* [LISTED ENTRIES]:
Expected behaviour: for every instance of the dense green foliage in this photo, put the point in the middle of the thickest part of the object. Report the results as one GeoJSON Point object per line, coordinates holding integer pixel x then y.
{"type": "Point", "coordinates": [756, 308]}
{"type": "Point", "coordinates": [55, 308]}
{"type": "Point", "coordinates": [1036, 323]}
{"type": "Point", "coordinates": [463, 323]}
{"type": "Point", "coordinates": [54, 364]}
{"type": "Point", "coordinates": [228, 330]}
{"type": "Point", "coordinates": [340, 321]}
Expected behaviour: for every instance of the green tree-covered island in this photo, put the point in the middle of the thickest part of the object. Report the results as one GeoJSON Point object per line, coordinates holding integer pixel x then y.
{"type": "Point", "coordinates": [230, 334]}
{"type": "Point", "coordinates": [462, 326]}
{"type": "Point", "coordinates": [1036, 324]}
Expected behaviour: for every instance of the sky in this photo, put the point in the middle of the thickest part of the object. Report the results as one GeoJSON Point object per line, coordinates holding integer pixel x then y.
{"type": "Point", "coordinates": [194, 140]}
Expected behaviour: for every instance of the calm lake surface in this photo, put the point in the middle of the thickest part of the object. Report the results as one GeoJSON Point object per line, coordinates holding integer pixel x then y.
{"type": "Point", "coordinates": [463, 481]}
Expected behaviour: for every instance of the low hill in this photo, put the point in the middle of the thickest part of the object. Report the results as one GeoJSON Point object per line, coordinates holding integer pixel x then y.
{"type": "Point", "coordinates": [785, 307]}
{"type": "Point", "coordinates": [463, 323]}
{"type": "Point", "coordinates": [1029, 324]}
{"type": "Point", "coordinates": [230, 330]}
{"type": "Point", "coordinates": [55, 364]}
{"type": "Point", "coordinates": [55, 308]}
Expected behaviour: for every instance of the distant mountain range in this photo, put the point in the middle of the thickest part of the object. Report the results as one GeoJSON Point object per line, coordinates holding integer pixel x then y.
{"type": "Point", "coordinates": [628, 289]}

* [EXERCISE GOAL]: Exactly and only the lines from the one containing "Expected behaviour: for every instance of the calm" through the end of the material are to be reproduced, both ends included.

* [EXPECTED OUTPUT]:
Expected behaviour: for every instance of the calm lake surface in this photo, put the point in the middle of the thickest part of the object. Report the results as one GeoJSON Point object per line, coordinates holding integer pixel x then y.
{"type": "Point", "coordinates": [463, 481]}
Expected behaviour: for every instance of the low hill in this photo, put the point in the middle of the thickest part of the object. Report the results as one GeoJSON Point object per line, coordinates holding integer pixel x then y.
{"type": "Point", "coordinates": [785, 307]}
{"type": "Point", "coordinates": [463, 323]}
{"type": "Point", "coordinates": [1029, 324]}
{"type": "Point", "coordinates": [230, 330]}
{"type": "Point", "coordinates": [55, 364]}
{"type": "Point", "coordinates": [55, 308]}
Expected behaviour: for every instance of the distant mountain range in this photo, put the point in the middle of the thickest part of the object. Report the results as one GeoJSON Point object per line, coordinates holding integer pixel x then y.
{"type": "Point", "coordinates": [628, 289]}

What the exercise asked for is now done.